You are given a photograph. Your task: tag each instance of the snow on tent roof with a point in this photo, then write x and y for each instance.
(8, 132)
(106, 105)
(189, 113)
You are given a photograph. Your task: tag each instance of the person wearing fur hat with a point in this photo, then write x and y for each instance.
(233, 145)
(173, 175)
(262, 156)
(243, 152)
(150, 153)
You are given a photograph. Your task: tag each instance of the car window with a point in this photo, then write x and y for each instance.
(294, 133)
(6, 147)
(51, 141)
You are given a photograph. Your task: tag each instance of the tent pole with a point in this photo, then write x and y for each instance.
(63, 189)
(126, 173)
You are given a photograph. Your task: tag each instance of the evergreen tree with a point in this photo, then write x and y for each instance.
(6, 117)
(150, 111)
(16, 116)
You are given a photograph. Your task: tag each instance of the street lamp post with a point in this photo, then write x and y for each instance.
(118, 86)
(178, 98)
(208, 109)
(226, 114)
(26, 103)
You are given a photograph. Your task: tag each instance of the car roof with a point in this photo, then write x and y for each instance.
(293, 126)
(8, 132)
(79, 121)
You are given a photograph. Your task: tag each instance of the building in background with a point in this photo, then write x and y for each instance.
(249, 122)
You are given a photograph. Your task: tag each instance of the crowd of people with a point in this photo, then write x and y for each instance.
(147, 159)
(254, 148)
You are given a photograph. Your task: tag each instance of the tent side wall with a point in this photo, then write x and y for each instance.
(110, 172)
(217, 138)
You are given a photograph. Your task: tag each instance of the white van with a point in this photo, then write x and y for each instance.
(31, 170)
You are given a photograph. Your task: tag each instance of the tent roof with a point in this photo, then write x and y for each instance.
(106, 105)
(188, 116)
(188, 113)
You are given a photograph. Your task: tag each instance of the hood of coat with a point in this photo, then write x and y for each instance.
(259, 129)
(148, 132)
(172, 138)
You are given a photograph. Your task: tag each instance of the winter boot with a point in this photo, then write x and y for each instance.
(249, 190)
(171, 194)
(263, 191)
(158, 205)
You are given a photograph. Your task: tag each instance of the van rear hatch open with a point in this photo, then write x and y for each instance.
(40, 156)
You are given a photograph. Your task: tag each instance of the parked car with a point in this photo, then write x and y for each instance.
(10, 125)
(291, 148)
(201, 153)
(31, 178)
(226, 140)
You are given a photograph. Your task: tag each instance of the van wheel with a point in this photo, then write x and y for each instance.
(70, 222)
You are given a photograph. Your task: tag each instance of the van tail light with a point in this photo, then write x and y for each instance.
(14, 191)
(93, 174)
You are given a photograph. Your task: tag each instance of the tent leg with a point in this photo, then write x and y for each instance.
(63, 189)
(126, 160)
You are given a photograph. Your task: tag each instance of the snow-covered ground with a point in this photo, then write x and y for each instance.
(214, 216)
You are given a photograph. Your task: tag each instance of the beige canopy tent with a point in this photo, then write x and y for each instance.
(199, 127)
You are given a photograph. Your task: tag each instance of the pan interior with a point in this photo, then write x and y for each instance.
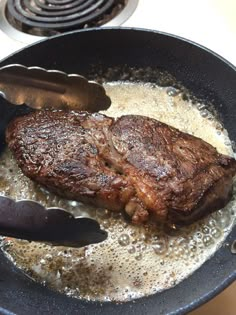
(133, 261)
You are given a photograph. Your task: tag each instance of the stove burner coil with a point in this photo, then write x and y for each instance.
(50, 17)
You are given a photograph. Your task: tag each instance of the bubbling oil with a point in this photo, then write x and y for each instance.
(134, 261)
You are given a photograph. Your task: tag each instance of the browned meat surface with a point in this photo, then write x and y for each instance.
(133, 163)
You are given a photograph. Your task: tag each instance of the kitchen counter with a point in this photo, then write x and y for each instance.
(223, 304)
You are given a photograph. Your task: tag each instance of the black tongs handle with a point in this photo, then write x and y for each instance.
(29, 220)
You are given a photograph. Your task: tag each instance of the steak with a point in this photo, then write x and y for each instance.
(134, 163)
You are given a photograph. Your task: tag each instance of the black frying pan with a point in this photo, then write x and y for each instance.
(209, 77)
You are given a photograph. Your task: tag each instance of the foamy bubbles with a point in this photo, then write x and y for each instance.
(134, 261)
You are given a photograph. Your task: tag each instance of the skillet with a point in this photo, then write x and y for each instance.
(208, 77)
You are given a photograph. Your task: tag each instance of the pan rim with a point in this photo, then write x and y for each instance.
(232, 276)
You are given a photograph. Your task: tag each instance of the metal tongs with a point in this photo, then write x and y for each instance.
(39, 88)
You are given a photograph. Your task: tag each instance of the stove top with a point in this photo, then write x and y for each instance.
(208, 22)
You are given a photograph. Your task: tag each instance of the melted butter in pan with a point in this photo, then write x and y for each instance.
(134, 261)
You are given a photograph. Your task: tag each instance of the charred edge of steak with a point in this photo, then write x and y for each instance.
(134, 163)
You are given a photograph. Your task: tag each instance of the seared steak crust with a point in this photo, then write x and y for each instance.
(133, 163)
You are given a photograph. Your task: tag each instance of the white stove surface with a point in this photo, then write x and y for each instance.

▶ **The task**: Write the records above out again exactly, with no pictures in your copy.

▶ **Written reply**:
You are given a photograph. Your task: tag each instance of the snow on tent roof with a point in this photo, then write x and y for each instance.
(8, 132)
(106, 105)
(189, 113)
You are given a photograph. Your task: tag each instance of the person wearing fur hat with a point in this photo, then write x and y for each instance.
(233, 145)
(173, 175)
(262, 156)
(243, 152)
(150, 153)
You are given a photograph. Your task: tag each instance of the car window with a point in this photo, then write x and y for each instance.
(294, 133)
(6, 147)
(51, 141)
You are given a photograph. Your task: tag each instance of the tent pole with a point in this photo, then write x and y for each instance.
(63, 189)
(126, 173)
You are given a photograph. Your task: tag each instance of the evergreen tree with a point in this photo, then write x and y for each instance.
(6, 117)
(150, 111)
(16, 116)
You are given a photograph. Your task: tag each instance of the street lamp post with a point in this photo, then write x and y for each instance.
(118, 86)
(178, 98)
(208, 109)
(226, 114)
(26, 103)
You are given a photograph. Your task: tag each instance of the car roof with a point in this photo, then write x and y for each instance.
(293, 126)
(8, 132)
(79, 121)
You are given a photograph. Your task: tag each instance of the building in background with a point in this photo, then write x and y for each instance.
(249, 122)
You are given a photograph. Your task: tag each instance of the crowd of people with a point in this photo, then write x and y for each instance.
(147, 159)
(254, 148)
You are given a photograph. Your task: tag each instance of the tent side wall with a point in this photo, then write x and y for each instance.
(110, 172)
(217, 138)
You are given a photograph. Your task: tag each instance of the white van with a point in this photo, then write x and y for each instance.
(31, 170)
You are given a photograph. Your task: tag each instance of the tent roof with a point in this photo, then write x and y for each instance.
(106, 105)
(188, 116)
(188, 113)
You are given a photograph. Your task: tag each instance of the hood of coat with a point in this photo, then write x and y for each instance.
(259, 129)
(148, 132)
(172, 138)
You are given a photograph. Your task: tag each instance of the winter boot with a point in this photo, then write x and y for each instance.
(249, 190)
(171, 194)
(263, 191)
(158, 205)
You are given a photograph. Your task: tag each instance of the van rear hatch open with a point in this photo, then write x and y for each instance.
(40, 156)
You are given a photograph. Your task: tag each instance of the parked car with a point in this photo, then write x and y for each instance.
(10, 125)
(291, 148)
(201, 153)
(31, 178)
(226, 140)
You are given a photograph. Your task: tag each instance of the van wheel with a point in this photo, then write x and y for each instance.
(70, 222)
You are given a photograph. Your task: tag each instance of the van tail light with a point in this photo, then write x and y for each instance.
(14, 191)
(93, 174)
You are given a photograph. Your task: tag each instance of the tent leg with a point in this photo, then write x and y for each instance.
(63, 189)
(126, 160)
You are given a photograph. Your task: tag each instance of the snow-covered ground with a point in this photo, then write x and y for each instance.
(214, 216)
You are given a photograph. Your task: tag each instance of the beige canopy tent with a point in this photo, then write x and y for each instance.
(199, 127)
You are given a photograph. Your task: tag each instance of the pan interior with a point in this photo, then write x and y for each instance.
(133, 261)
You are given a photograph. Your task: tag each instance of the stove burner coil with a point in this photo, then write x and y for each instance.
(50, 17)
You are given a photograph. Your task: tag each instance of the bubbling oil with a point in this photo, then write x and y for each instance.
(134, 261)
You are given a photograph. Your task: tag each instance of the browned meat surface with a point in this photo, then write x and y for each instance.
(133, 163)
You are given a photograph. Your task: tag each instance of the kitchen counter with a point in this photo, then write x and y for each instance.
(223, 304)
You are given a photograph. Your task: tag each instance of the black tongs handle with a point in this photo, then write x and y for each instance.
(29, 220)
You are given a photograph. Your task: tag each instance of the steak with a point in this photo, then write x and y for each instance.
(134, 163)
You are given a photograph. Your task: tag each instance of the black frying pan with a point in this photo, then write x and y for each instance.
(209, 77)
You are given a photograph. Your task: tag each instance of the foamy bubbles with a point in this photo, then write x and y for each instance.
(134, 261)
You are given a photograph. Your task: tag each instance of the skillet with a point in this photo, then write x and y for each instance.
(208, 77)
You are given a photograph. Your task: tag each instance of the pan rim with a point in this photo, then write x and y for each instance.
(232, 276)
You are given a photograph. Your task: tag each instance of the metal tongs with a point in this photo, then write x and y for each instance.
(39, 88)
You are given a photograph. Your task: tag each instance of the stove top with a point in this photo, then write x and y for each instance.
(208, 22)
You are given a photograph. Your task: tag each instance of the melted butter in pan with a point in this photo, then write x and y for each instance.
(134, 261)
You are given a photograph. Your task: tag each instance of the charred edge of steak with a point in this photo, then write x and y for each instance.
(134, 163)
You are given a photograph. Your task: tag each instance of the seared steak crust with a point in this photo, then write x and y for each instance.
(133, 163)
You are given a photograph. Your task: tag each instance of the white stove surface with a point in this photo, then write x and y for each instance.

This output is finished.